• [EXERCISE OBJECTIVE]: Starting at the top line and ending at the last, restate the records exactly.

• [INPUT DATA]:
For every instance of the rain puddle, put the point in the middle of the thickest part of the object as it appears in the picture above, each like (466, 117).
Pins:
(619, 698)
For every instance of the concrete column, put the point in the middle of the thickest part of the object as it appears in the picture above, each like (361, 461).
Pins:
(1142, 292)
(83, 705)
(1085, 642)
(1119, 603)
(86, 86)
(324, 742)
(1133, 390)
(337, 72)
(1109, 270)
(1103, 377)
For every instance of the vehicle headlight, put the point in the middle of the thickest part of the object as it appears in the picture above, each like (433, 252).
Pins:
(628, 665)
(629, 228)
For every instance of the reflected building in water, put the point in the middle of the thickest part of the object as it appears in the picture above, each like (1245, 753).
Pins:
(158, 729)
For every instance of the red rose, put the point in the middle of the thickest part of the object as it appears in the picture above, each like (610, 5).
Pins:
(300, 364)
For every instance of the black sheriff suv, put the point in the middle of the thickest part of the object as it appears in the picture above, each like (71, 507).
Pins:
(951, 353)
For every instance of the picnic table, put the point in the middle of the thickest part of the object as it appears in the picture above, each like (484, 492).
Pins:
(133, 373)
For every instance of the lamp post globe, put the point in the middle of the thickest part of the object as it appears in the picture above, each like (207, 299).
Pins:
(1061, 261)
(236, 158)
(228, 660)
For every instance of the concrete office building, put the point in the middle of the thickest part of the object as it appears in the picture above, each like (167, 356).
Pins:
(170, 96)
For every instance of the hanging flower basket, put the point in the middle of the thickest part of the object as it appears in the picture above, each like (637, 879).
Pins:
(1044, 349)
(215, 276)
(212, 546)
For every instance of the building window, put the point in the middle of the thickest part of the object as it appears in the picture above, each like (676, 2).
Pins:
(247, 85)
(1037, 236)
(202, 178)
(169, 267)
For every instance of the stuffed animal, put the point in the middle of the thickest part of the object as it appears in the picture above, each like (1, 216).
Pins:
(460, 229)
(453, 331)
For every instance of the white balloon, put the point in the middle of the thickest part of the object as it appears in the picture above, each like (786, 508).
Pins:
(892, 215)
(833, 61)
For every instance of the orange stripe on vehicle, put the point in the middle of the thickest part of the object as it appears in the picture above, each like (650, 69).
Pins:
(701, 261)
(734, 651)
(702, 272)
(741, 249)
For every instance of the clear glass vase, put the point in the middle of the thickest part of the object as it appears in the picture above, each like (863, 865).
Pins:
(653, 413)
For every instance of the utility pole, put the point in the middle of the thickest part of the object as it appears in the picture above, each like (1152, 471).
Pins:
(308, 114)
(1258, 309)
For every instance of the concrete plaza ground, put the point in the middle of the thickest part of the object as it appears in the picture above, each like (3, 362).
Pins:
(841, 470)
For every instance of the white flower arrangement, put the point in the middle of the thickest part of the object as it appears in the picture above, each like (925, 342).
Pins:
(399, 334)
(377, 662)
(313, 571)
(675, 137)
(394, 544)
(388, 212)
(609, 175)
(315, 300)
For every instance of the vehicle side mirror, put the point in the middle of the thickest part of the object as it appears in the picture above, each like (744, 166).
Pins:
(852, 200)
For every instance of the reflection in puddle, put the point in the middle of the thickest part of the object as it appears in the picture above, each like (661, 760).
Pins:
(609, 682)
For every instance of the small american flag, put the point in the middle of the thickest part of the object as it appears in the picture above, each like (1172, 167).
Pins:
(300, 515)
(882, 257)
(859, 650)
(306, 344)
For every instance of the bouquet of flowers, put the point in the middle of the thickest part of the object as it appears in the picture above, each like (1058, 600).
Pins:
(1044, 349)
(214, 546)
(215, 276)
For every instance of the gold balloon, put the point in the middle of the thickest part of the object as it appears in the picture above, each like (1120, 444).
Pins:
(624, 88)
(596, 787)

• [ANSWER TO THIS TASK]:
For every instance of the rain puddle, put the point in the middle of the thickest part of the object as it appears in the picture above, each like (466, 117).
Pins:
(619, 698)
For every instance of the concrete column, put the point in the middle of the thickest part of the object as it appears in the picture above, each like (361, 461).
Pins:
(1142, 292)
(83, 705)
(1085, 642)
(1119, 603)
(86, 86)
(324, 742)
(1133, 390)
(337, 72)
(1109, 270)
(1103, 377)
For every instance of the vehicle headlight, put the point in the middle of the thickest part of the object as it appears in the picture above, each like (433, 252).
Pins:
(628, 665)
(629, 228)
For every instance of the reflected building in water, put the point in the middle of the thickest part of the object as it appears in the picture above, each like (1245, 753).
Pins:
(158, 729)
For every instance of the red rose, put the point in the middle of the thickest part of the object as it appears in the picture above, each like (610, 5).
Pins:
(300, 364)
For every instance of the black sheriff suv, put the point in the middle of the thickest part of the object as it appears in the picture above, each like (71, 507).
Pins:
(951, 353)
For every instance of the picnic table, put the point in the middle of the thickest part of the object as it appears in the picture above, each like (484, 492).
Pins:
(133, 373)
For every instance of the lamp post globe, put the point in the middle of the thickest part of the object as it appears in the picture above, each like (207, 299).
Pins:
(1061, 261)
(236, 158)
(228, 660)
For every instance of the concrete office building, put the point in the middle of the thickest part of the object as it appears in the picture above, each like (167, 356).
Pins:
(170, 96)
For every instance of the hanging flower basket, put the point in the middle of the thickest part of the object as it appears in the picture above, each like (637, 879).
Pins:
(1044, 349)
(215, 276)
(212, 546)
For every instance of the building window, put the point in the middle of the thickest part of the object as it appears in the picture above, each like (676, 2).
Pins:
(247, 85)
(1037, 236)
(202, 178)
(169, 267)
For every instance of the stuffed animal, put the point in the middle of the thickest part of the object as it appears in the picture above, each like (1, 216).
Pins:
(460, 229)
(453, 331)
For every instance of the white balloon, put the point in the middle of the thickest part of the object as it appears in the picture above, each like (786, 508).
Pins:
(892, 215)
(833, 61)
For every instance of the orange stripe on vehicle, put the point in the middle of the thickest part of the object as it appears in the picture above, each like (650, 69).
Pins:
(701, 261)
(734, 651)
(702, 272)
(741, 249)
For every instance of the clear glass vase, put the point in the middle of the thickest part of the object as it appears in the picture above, each like (863, 865).
Pins:
(653, 413)
For every instance of the utility pole, put the point in the middle of the thickest part of the object as it appears in the picture above, each like (1152, 471).
Pins:
(308, 114)
(1258, 309)
For every instance of the concrete plaza ground, put the point in the middle of the thickest part of the object as it appears in the picture above, each like (3, 362).
Pins:
(841, 470)
For every instance of the white flower arrangement, put the point in the middle of the thickest part of the object as it appears in the picture above, each like (925, 342).
Pins:
(399, 334)
(377, 662)
(313, 571)
(675, 137)
(394, 544)
(388, 212)
(609, 175)
(315, 300)
For every instance of the vehicle side mirror, put the point in the middle of the thickest part of the object as it appears in the picture above, each like (744, 166).
Pins:
(852, 200)
For every instance of the reflection in puddle, put the point in the middle of the thickest part of the object as it appears in the picture above, each like (661, 760).
Pins:
(609, 682)
For every instance of the small american flag, put the point in the middle of the thickest part of the object as it appears in the picture above, each like (1172, 167).
Pins:
(300, 515)
(882, 257)
(859, 650)
(306, 344)
For every instance of the bouquet of flowers, put the point in the middle of the thickest part of the object as it appears in the picture above, each like (1058, 600).
Pins:
(1044, 349)
(214, 546)
(215, 276)
For every instance of the gold balloon, put the point in the middle of the thickest part of the object as it appears in the picture above, each like (1120, 444).
Pins:
(624, 88)
(596, 787)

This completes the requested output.